* _Directions for this task_
Give only the number of lines in the records that include "hazy".

(Collected data entries)
---+---
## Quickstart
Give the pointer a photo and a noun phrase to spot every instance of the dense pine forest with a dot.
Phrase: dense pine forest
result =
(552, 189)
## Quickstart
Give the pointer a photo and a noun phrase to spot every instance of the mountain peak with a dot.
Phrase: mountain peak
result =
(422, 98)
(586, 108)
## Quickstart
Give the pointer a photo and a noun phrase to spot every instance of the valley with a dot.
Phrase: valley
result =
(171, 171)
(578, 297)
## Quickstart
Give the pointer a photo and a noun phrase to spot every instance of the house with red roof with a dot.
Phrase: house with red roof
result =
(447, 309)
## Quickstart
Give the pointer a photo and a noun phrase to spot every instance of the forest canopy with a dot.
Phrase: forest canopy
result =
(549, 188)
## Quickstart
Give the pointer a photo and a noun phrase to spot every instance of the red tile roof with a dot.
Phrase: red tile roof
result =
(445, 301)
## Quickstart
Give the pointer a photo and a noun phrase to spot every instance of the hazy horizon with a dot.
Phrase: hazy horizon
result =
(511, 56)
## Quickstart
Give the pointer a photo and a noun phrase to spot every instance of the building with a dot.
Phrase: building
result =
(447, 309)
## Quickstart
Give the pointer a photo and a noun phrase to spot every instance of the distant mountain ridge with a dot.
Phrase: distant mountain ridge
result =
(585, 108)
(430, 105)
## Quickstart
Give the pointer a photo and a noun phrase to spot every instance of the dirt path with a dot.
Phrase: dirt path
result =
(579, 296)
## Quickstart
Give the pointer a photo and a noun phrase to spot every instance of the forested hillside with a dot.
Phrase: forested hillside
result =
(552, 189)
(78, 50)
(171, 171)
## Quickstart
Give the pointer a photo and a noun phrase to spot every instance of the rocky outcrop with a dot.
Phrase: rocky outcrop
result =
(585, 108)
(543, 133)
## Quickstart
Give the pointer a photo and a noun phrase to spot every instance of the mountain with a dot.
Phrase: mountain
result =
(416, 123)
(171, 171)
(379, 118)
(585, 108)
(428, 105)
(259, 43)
---+---
* _Exercise output_
2